CONSIGNA 1: Según el texto sobre los satélites Starlink, ¿cuántos de ellos podrían estar girando a nuestro alrededor hacia 2025?
CONSIGNA 2: Reproduce el fragmento del texto sobre los satélites Starlink que comienza con "En ocasiones no" y continúa hasta "(entre otros objetivos).".

En ocasiones no es un cometa lo que se descubre. La otra noche estábamos en el balcón. De pronto pasó frente a nosotros, a baja altitud (mucho más baja que la de un avión) una gran nave espacial que yo nunca había visto. Una especie de estela luminosa, una línea de puntos a distancias irregulares entre sí, que avanzaba, más bien despacio. Debe haberle llevado un minuto cruzar el cielo. Nos mirábamos atónitas, en plena ciencia ficción, y lo identifiqué rápidamente: era uno de esos millares de satélites Starlink que Elon Musk, el patrón de SpaceX, lanza al espacio desde hace tres años para brindar un acceso rápido al Internet y poner en jaque a Jeff Bezos (entre otros objetivos).

Tuve el borroso recuerdo de que algunos astrónomos se habían alarmado por ello, ya que la contaminación visual dificulta sus observaciones, pero no había entendido a qué se parecían ni cuántos eran: hacia 2025, 42000 de ellos podrían estar girando a nuestro alrededor.

EXTRACTOS DE DATOS:
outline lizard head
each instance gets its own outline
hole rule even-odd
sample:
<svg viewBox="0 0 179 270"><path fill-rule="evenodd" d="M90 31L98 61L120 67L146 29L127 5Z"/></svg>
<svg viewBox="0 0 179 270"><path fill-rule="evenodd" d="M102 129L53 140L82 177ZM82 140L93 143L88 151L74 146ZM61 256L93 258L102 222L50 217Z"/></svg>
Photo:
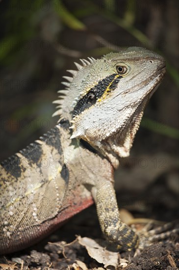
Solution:
<svg viewBox="0 0 179 270"><path fill-rule="evenodd" d="M69 94L58 111L71 121L71 138L87 141L109 160L127 157L146 104L165 73L165 62L139 47L81 61L78 71L69 71L72 79L65 77L71 81Z"/></svg>

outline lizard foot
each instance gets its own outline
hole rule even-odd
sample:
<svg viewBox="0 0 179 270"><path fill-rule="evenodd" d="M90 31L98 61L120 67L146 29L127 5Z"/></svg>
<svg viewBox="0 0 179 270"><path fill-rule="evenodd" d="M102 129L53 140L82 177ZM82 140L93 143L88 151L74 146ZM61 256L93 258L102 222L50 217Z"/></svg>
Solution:
<svg viewBox="0 0 179 270"><path fill-rule="evenodd" d="M153 220L148 223L141 230L136 232L139 240L138 248L143 249L147 246L162 243L168 238L172 239L172 237L176 237L176 235L179 234L178 221L168 222L154 229L152 229L153 225L158 224L158 222Z"/></svg>

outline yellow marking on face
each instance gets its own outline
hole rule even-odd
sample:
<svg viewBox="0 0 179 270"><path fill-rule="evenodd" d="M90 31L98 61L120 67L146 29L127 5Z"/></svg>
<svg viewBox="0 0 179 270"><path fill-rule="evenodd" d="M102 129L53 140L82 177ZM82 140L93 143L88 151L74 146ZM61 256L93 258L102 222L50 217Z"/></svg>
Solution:
<svg viewBox="0 0 179 270"><path fill-rule="evenodd" d="M102 99L104 99L106 97L107 95L108 95L109 94L109 93L111 92L111 91L112 90L112 89L110 89L110 88L109 88L110 86L111 85L111 84L114 81L115 81L116 80L116 79L119 77L120 76L120 75L119 75L119 74L116 74L116 75L115 76L115 77L114 78L114 79L112 81L111 81L109 83L108 85L106 87L106 88L104 92L103 93L102 96L102 97L98 99L97 101L98 101L99 102L100 102L101 101L102 101Z"/></svg>

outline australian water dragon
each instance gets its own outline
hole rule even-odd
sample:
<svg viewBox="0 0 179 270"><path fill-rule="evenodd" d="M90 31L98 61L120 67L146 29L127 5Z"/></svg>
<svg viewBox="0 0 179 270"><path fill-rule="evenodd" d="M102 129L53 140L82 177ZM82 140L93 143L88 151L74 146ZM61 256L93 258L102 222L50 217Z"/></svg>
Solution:
<svg viewBox="0 0 179 270"><path fill-rule="evenodd" d="M109 242L138 245L120 219L113 170L129 155L165 62L138 47L81 61L54 102L57 125L1 165L0 253L33 244L93 201Z"/></svg>

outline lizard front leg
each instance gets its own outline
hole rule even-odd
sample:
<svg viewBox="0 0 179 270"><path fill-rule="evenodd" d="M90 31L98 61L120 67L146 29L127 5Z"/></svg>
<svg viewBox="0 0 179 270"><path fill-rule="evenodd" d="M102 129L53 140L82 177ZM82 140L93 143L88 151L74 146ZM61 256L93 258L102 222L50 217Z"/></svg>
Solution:
<svg viewBox="0 0 179 270"><path fill-rule="evenodd" d="M121 219L113 183L101 180L91 190L102 230L117 249L131 250L139 245L138 236Z"/></svg>

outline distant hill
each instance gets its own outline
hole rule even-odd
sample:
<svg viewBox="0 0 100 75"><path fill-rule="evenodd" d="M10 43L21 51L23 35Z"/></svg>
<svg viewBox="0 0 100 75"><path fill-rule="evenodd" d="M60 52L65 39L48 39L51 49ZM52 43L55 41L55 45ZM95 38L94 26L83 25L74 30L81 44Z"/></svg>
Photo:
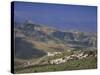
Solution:
<svg viewBox="0 0 100 75"><path fill-rule="evenodd" d="M52 51L64 51L77 48L96 48L97 46L97 37L96 34L84 33L80 31L61 31L48 26L37 25L33 23L15 23L14 24L14 33L15 39L21 38L21 41L31 44L32 48L35 50L46 52ZM18 40L19 41L19 40ZM15 46L20 43L15 41ZM23 46L23 45L22 45ZM26 45L25 45L26 46ZM18 57L21 53L27 52L24 47L18 46L19 49L24 49L24 52L19 51L16 48L16 53ZM22 50L23 51L23 50ZM16 57L17 57L16 56Z"/></svg>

RESPUESTA COMPLETA 1: Hacia 2025, 42000 satélites Starlink podrían estar girando a nuestro alrededor.

RESPUESTA COMPLETA 2:
En ocasiones no es un cometa lo que se descubre. La otra noche estábamos en el balcón. De pronto pasó frente a nosotros, a baja altitud (mucho más baja que la de un avión) una gran nave espacial que yo nunca había visto. Una especie de estela luminosa, una línea de puntos a distancias irregulares entre sí, que avanzaba, más bien despacio. Debe haberle llevado un minuto cruzar el cielo. Nos mirábamos atónitas, en plena ciencia ficción, y lo identifiqué rápidamente: era uno de esos millares de satélites Starlink que Elon Musk, el patrón de SpaceX, lanza al espacio desde hace tres años para brindar un acceso rápido al Internet y poner en jaque a Jeff Bezos (entre otros objetivos).